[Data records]
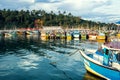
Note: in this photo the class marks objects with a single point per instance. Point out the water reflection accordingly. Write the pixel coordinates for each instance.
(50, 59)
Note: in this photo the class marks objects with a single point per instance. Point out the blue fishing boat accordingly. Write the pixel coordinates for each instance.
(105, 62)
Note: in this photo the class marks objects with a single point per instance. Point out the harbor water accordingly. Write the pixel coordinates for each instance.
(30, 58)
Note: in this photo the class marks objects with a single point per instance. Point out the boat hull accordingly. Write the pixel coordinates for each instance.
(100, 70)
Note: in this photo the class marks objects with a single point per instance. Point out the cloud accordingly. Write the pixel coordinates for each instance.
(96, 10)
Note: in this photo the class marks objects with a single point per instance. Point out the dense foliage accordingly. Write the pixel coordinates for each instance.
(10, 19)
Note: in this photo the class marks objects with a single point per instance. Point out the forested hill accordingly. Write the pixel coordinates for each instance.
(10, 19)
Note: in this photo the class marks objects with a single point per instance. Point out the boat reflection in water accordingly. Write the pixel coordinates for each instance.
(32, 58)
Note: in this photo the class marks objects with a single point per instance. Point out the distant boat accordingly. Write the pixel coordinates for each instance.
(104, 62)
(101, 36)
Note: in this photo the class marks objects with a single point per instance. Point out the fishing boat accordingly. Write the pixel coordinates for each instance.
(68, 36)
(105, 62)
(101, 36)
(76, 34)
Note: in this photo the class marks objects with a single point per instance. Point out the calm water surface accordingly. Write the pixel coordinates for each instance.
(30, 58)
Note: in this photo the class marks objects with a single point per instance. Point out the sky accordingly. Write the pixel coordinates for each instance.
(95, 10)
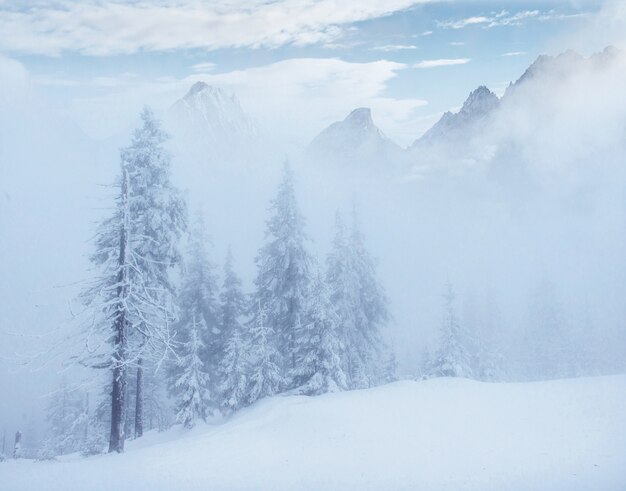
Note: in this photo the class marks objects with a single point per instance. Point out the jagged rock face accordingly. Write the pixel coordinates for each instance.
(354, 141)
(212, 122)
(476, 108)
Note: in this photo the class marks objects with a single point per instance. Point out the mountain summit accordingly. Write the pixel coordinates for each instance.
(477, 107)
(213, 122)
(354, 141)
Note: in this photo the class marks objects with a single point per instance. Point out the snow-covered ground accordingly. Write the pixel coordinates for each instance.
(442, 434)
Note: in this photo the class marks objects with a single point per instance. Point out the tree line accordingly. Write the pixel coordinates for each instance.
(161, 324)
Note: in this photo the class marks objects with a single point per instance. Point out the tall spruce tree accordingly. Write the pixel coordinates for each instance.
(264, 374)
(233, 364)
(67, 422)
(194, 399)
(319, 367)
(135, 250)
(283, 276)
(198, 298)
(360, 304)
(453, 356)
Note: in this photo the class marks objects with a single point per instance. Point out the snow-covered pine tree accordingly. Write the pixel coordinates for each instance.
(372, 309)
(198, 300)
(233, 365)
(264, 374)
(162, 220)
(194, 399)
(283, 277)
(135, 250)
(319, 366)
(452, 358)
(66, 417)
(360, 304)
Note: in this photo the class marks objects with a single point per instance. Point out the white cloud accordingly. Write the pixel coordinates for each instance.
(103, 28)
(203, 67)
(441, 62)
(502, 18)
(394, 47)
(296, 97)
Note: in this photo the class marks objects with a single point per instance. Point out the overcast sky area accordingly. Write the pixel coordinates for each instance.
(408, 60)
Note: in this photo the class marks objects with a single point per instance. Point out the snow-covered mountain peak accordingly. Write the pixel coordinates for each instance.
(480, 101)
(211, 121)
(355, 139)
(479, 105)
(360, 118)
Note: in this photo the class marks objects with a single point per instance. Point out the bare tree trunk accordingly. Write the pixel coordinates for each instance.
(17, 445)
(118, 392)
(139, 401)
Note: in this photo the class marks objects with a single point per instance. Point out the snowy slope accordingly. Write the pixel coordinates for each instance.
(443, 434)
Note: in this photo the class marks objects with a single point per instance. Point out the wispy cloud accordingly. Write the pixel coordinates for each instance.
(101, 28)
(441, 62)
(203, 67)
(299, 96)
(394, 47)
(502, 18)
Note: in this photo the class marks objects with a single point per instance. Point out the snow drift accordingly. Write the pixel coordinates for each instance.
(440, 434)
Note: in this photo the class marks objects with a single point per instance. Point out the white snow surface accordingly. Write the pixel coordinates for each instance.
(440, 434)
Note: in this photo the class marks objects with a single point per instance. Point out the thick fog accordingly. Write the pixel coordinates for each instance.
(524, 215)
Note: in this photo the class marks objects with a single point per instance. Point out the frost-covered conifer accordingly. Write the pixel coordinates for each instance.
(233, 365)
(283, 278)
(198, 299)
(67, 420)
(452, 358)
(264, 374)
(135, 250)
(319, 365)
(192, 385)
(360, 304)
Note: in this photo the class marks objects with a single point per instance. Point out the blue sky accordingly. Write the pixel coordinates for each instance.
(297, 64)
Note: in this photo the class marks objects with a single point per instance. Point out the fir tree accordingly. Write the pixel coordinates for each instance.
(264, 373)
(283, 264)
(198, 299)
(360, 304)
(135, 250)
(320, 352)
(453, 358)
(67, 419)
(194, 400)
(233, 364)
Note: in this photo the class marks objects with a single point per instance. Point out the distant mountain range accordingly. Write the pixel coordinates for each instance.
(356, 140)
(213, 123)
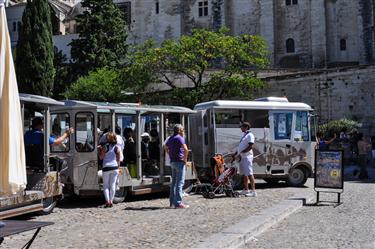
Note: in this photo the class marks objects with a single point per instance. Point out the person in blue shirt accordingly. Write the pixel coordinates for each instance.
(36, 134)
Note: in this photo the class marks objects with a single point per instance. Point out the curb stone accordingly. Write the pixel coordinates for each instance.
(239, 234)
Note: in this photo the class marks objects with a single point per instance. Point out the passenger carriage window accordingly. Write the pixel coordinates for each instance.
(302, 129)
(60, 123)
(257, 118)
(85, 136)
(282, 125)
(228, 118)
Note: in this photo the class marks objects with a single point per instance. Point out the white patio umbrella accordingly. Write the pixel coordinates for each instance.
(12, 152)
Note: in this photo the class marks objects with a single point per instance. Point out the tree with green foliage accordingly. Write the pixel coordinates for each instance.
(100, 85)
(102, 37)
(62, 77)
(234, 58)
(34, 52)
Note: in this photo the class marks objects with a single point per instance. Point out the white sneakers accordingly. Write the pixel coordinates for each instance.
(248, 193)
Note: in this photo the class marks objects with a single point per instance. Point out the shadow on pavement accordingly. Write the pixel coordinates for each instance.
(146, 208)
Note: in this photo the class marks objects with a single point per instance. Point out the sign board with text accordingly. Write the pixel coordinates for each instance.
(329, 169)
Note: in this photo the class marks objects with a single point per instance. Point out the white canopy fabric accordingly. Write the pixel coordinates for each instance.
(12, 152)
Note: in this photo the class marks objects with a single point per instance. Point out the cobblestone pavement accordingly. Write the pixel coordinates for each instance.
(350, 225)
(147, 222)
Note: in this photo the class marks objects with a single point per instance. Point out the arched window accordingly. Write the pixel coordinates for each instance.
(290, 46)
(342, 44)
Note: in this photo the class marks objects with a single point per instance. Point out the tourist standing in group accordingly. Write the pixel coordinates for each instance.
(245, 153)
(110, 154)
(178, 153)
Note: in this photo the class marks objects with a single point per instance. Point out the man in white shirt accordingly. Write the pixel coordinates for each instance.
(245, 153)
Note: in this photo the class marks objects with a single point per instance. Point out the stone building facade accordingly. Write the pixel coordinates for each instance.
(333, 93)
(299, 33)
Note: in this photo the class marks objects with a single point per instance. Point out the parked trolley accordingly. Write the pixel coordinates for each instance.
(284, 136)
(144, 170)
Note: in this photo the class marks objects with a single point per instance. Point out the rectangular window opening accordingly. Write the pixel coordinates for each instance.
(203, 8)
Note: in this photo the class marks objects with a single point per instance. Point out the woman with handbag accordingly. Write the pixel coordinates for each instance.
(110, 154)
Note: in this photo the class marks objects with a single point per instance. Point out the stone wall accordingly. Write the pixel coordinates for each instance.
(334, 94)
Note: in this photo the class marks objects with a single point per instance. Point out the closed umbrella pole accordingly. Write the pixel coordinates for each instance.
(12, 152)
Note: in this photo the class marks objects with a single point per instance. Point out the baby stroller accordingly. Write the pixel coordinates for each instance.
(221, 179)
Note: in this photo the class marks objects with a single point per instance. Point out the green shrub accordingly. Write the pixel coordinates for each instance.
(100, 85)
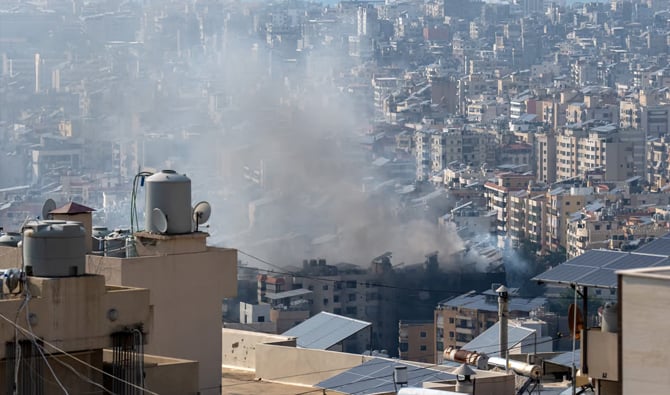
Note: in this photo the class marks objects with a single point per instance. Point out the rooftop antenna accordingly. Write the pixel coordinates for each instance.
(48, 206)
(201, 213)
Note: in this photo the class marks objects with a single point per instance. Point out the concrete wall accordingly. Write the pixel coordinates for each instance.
---
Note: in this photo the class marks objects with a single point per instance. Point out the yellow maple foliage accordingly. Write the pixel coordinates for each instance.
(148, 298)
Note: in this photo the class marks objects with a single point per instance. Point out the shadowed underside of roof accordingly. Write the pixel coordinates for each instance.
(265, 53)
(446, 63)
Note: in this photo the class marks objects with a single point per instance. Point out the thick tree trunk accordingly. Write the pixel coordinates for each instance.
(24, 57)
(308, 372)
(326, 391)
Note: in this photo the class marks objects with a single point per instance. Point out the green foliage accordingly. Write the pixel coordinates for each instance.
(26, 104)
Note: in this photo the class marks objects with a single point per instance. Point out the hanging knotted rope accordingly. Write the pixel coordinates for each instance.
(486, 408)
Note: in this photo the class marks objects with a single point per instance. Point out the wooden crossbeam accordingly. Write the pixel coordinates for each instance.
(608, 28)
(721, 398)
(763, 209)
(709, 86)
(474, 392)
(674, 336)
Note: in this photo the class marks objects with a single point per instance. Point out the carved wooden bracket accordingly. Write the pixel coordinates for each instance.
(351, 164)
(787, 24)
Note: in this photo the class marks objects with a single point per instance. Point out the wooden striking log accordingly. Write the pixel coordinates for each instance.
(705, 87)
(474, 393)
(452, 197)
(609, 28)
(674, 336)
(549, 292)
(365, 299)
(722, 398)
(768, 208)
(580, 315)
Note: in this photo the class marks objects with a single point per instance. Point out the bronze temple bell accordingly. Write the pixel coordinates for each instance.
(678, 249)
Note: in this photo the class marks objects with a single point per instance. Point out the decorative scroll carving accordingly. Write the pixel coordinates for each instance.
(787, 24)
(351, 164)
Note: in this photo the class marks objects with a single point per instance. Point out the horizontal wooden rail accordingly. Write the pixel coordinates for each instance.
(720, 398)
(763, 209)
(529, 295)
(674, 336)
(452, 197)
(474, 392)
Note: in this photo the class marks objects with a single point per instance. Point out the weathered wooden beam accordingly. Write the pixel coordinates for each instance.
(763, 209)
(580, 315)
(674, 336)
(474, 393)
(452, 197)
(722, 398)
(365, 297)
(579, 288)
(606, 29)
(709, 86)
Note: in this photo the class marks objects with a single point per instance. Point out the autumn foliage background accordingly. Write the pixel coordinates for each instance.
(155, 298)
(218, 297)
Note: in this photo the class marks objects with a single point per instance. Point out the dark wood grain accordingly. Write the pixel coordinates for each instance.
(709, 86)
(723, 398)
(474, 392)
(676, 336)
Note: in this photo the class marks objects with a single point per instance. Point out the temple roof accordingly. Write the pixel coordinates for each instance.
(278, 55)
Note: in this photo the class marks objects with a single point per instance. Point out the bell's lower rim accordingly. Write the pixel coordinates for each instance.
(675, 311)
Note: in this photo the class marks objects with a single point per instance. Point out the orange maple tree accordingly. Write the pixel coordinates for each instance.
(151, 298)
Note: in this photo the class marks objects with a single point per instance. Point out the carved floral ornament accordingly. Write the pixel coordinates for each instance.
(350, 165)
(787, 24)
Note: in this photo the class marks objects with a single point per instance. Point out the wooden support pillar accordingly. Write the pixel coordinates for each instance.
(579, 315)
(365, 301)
--
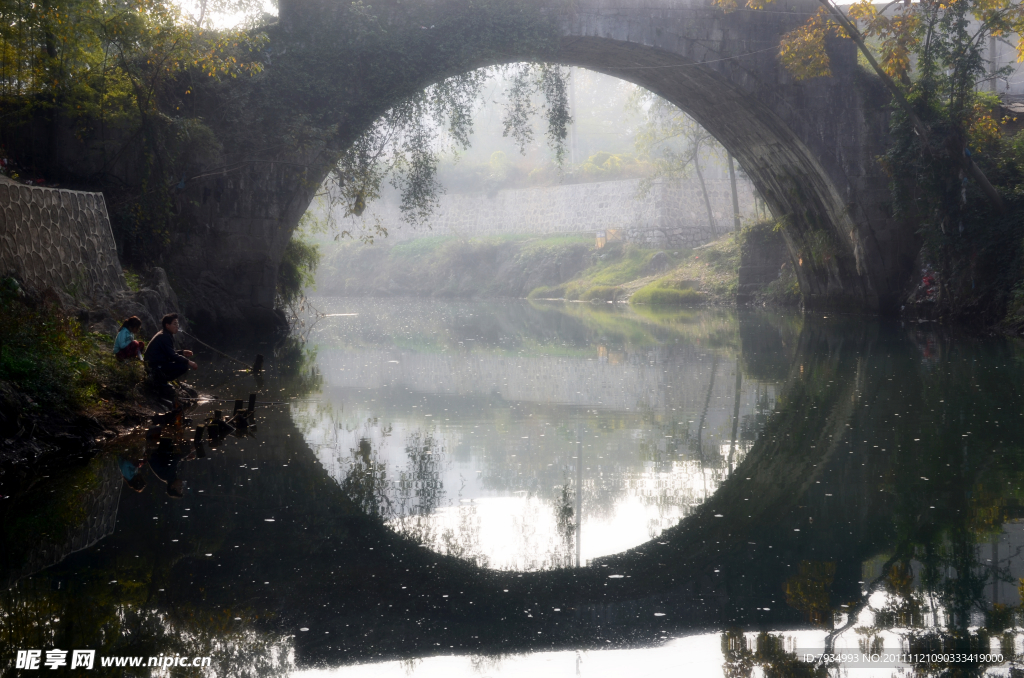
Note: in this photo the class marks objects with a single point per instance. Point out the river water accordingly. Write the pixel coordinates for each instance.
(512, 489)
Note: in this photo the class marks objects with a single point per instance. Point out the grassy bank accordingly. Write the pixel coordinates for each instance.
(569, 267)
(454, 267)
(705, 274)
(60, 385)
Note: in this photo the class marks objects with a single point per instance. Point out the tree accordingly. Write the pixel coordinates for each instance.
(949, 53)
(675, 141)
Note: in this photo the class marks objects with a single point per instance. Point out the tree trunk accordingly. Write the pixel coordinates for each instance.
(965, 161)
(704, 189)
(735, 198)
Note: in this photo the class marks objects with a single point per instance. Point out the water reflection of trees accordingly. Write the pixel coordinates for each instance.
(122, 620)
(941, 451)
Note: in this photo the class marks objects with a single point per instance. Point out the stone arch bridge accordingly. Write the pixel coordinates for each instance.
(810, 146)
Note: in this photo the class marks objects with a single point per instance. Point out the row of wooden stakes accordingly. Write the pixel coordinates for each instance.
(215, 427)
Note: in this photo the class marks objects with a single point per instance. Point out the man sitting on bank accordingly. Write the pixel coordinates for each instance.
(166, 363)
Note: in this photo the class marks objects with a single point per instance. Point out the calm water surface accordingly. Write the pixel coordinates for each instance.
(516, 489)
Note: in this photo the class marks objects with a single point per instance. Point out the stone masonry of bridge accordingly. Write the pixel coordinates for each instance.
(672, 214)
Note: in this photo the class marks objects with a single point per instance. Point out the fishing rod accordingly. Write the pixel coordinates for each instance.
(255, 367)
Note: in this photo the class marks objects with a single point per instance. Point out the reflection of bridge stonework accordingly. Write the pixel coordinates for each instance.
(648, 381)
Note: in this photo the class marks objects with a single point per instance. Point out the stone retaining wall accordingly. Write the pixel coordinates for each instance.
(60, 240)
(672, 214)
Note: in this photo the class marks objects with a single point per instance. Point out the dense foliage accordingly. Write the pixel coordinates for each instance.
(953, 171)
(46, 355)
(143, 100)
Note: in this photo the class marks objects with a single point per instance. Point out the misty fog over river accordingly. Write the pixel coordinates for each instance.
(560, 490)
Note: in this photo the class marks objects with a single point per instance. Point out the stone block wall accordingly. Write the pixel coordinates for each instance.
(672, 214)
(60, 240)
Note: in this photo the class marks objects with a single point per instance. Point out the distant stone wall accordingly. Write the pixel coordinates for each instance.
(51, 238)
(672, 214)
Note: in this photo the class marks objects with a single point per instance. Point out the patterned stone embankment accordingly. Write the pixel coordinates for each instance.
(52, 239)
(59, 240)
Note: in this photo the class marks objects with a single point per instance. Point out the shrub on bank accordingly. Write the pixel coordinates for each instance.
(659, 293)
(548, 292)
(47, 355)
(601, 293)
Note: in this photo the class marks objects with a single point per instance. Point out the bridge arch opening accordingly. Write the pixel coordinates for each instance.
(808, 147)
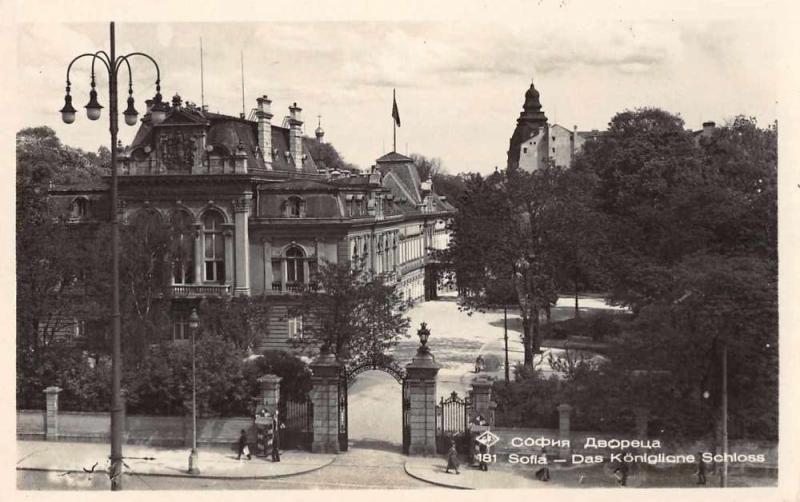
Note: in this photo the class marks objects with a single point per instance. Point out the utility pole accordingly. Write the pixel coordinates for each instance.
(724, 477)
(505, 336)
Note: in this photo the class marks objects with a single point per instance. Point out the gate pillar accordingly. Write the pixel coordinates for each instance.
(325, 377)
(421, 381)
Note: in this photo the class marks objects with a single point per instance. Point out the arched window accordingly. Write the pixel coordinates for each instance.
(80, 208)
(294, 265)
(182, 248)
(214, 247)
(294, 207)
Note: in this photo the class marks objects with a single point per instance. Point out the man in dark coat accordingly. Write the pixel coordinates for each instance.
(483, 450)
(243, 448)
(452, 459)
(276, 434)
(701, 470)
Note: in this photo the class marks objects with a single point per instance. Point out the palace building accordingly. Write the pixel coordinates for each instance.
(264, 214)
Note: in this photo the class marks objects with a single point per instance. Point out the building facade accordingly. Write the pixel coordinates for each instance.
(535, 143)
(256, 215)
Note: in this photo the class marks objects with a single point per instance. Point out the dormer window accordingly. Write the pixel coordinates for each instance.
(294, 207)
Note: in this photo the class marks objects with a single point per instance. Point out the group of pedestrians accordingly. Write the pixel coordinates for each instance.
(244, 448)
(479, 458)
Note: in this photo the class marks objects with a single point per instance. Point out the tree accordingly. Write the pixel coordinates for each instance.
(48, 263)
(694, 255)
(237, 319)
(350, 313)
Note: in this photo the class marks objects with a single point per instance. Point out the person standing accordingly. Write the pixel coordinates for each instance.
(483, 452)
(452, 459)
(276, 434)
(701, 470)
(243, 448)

## Task item
Above, find the line with "the green shrub"; copy it and every line down to the line with "out the concrete", exactly and both included, but no pictures.

## Answer area
Note: in this photo the class marks objects with a single point per instance. Point out the green shrub accordingly. Write the pixel coordinates for each instance.
(100, 85)
Note: in this photo the class marks objects with a single point per instance. Point out the rooftop antenna accordingly. Write the pixel coordinates for each instance.
(48, 206)
(201, 213)
Note: in this photo the class marks objects with a single point per instance. Point out the concrete wall accordingly. Write the pixel coordinates for each instance.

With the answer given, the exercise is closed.